An important property of a test statistic is that its sampling distribution under the null hypothesis must be calculable, either exactly or approximately, which allows p-values to be calculated. A test statistic shares some of the same qualities of a descriptive statistic, and many statistics can be used as both test statistics and descriptive statistics. However, a test statistic is specifically intended for use in statistical testing, whereas the main quality of a descriptive statistic is that it is easily interpretable. Some informative descriptive statistics, such as the sample range, do not make good test statistics since it is difficult to determine their sampling distribution.

Two widely used test statistics are the t-statistic and the F-statistic.

Example

Suppose the task is to test whether a coin is fair (i.e. has equal probabilities of producing a head or a tail). If the coin is flipped 100 times and the results are recorded, the raw data can be represented as a sequence of 100 heads and tails. If there is interest in the marginal probability of obtaining a tail, only the number T out of the 100 flips that produced a tail needs to be recorded. But T can also be used as a test statistic in one of two ways:

the exact sampling distribution of T under the null hypothesis is the binomial distribution with parameters 0.5 and 100.
the value of T can be compared with its expected value under the null hypothesis of 50, and since the sample size is large, a normal distribution can be used as an approximation to the sampling distribution either for T or for the revised test statistic T−50.

Using one of these sampling distributions, it is possible to compute either a one-tailed or two-tailed p-value for the null hypothesis that the coin is fair. The test statistic in this case reduces a set of 100 numbers to a single numerical summary that can be used for testing.

Common test statistics

One-sample tests are appropriate when a sample is being compared to the population from a hypothesis. The population characteristics are known from theory or are calculated from the population.

◆ BRIEF A
Arrange the rows as a Markdown table with the columns Number and Row Text, starting with the line that contains "Would you mind pointing at the bald" and going on through the last line of the rows. Leave out blank lines.

◆ GIVEN RECORDS
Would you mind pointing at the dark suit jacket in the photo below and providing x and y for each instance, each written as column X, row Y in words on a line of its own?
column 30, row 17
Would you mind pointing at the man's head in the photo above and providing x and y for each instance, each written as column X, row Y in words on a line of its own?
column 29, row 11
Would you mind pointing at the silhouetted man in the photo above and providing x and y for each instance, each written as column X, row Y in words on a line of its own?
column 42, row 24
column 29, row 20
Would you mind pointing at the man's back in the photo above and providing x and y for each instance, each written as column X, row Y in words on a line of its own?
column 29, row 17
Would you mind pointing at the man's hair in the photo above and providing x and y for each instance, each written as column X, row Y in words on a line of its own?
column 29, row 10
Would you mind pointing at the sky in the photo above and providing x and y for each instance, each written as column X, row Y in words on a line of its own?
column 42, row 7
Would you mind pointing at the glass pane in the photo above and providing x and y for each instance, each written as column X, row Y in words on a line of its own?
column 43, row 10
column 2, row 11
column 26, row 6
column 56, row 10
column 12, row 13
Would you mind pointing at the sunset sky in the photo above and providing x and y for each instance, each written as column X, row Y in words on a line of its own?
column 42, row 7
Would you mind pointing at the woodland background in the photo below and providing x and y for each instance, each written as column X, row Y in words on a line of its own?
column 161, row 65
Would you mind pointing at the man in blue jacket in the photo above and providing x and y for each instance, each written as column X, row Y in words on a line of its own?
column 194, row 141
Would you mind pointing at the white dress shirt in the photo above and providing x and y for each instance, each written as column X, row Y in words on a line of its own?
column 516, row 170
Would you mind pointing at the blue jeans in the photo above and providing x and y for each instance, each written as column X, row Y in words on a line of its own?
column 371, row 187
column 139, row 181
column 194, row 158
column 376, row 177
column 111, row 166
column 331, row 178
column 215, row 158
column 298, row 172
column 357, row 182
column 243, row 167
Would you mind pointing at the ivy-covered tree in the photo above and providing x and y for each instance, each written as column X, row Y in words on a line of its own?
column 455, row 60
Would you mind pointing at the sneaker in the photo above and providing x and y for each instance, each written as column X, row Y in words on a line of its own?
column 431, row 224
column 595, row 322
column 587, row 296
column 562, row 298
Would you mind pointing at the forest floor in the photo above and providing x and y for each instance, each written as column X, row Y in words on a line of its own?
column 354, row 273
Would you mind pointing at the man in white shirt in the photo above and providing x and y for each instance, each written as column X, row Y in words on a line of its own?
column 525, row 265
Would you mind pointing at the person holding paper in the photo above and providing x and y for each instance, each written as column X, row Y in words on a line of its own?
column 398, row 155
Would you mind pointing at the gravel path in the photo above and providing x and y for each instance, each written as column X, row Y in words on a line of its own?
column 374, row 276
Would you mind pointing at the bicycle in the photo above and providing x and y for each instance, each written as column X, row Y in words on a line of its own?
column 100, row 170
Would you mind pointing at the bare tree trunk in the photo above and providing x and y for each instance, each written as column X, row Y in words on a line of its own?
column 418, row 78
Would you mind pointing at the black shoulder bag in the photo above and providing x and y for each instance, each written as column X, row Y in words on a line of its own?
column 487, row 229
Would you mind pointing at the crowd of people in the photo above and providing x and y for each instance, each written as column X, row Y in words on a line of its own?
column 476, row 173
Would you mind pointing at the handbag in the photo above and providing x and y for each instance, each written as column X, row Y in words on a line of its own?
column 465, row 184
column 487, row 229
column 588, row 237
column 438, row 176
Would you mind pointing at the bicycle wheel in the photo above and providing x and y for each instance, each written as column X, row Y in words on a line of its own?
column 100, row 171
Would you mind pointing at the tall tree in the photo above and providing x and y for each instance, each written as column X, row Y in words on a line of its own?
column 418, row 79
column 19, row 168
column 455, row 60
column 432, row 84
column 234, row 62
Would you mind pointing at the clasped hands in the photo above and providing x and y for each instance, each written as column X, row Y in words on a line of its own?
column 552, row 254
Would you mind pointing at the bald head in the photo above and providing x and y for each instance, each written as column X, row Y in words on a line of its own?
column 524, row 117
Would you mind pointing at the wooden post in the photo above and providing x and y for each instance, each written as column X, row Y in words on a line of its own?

◆ BRIEF B
According to the text on test statistics, which two test statistics are widely used?

◆ FULL RESPONSE A
| Number | Row Text |
|---|---|
| 1 | Would you mind pointing at the bald head in the photo above and providing x and y for each instance, each written as column X, row Y in words on a line of its own? |
| 2 | column 524, row 117 |
| 3 | Would you mind pointing at the wooden post in the photo above and providing x and y for each instance, each written as column X, row Y in words on a line of its own? |

◆ FULL RESPONSE B
The t-statistic and the F-statistic.